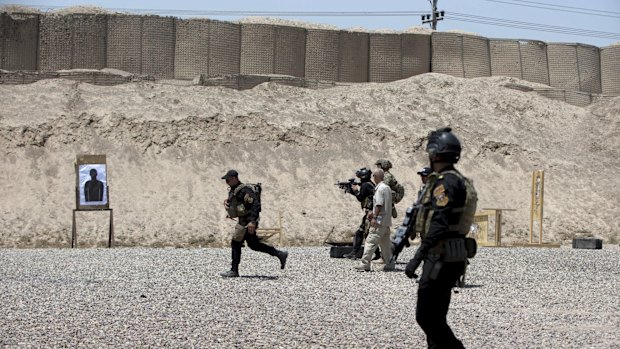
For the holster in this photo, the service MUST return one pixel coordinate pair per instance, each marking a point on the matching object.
(451, 250)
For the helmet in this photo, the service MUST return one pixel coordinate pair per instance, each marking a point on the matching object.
(363, 174)
(444, 142)
(425, 172)
(385, 164)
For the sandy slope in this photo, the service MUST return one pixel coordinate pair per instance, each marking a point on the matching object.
(168, 145)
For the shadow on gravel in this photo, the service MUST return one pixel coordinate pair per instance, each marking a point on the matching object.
(259, 277)
(472, 286)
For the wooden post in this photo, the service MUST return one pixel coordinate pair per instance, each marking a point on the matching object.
(536, 211)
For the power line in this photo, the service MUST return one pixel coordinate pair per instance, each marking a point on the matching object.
(563, 6)
(557, 9)
(536, 26)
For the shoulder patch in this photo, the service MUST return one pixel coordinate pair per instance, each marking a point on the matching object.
(439, 193)
(248, 198)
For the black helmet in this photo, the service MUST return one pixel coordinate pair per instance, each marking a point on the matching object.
(425, 172)
(385, 164)
(363, 174)
(444, 142)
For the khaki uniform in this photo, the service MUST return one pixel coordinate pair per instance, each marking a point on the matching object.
(380, 236)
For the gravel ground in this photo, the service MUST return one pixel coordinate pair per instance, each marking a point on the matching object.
(127, 298)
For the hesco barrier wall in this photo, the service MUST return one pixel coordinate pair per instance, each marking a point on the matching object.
_____
▶ [YOUR TASK]: Please print out the entries above exactly. The pictures stay out.

▶ [EXPECTED ANSWER]:
For the holster in this photo, the service MUST return one pixel coordinate pair per instance, each marking a point on the matching object.
(451, 250)
For the helmet in this photo, the service MUST return one pixel coordinate pair per instance, each marking a point on the matching object.
(363, 174)
(444, 142)
(425, 172)
(385, 164)
For the sandy slope in this photo, the service MUST return one pixel coordinate pair per instance, each marking a point on the matching object.
(168, 145)
For the shadow on gravel in this photo, the service MUST return one pixel coordinate pair per instance, each marking a point on the matching object.
(259, 277)
(472, 286)
For the wooden post in this photo, the service MUST return one pixel coordinate pair per instance, each marking a point on the matching object.
(536, 211)
For the power line in this photo, the service MUST return one pixel coordinate pair per instance, each marking a point on the matching object.
(563, 6)
(557, 9)
(536, 26)
For the shoulder patch in this photo, the service MUST return one pixel coordinate pair per instance, each marking a point on the matching object.
(439, 193)
(248, 198)
For the black helmet in this photo, the service MUST return one pixel coordinate pair per instance, each marking a point on the matching object.
(425, 172)
(385, 164)
(363, 174)
(444, 142)
For the khaki uniform in this photo, the service MUST return one pixel coordinate pair per instance, each marking a point on the matching object.
(380, 236)
For the gravel ground in this photo, the service MUST return one pixel coordinate pair per instance, each marking a point on the matching object.
(127, 298)
For the hesco barrier wall in this photo, the service MUST return one pixel coordinate pair per instance, each marking a point on the matching object.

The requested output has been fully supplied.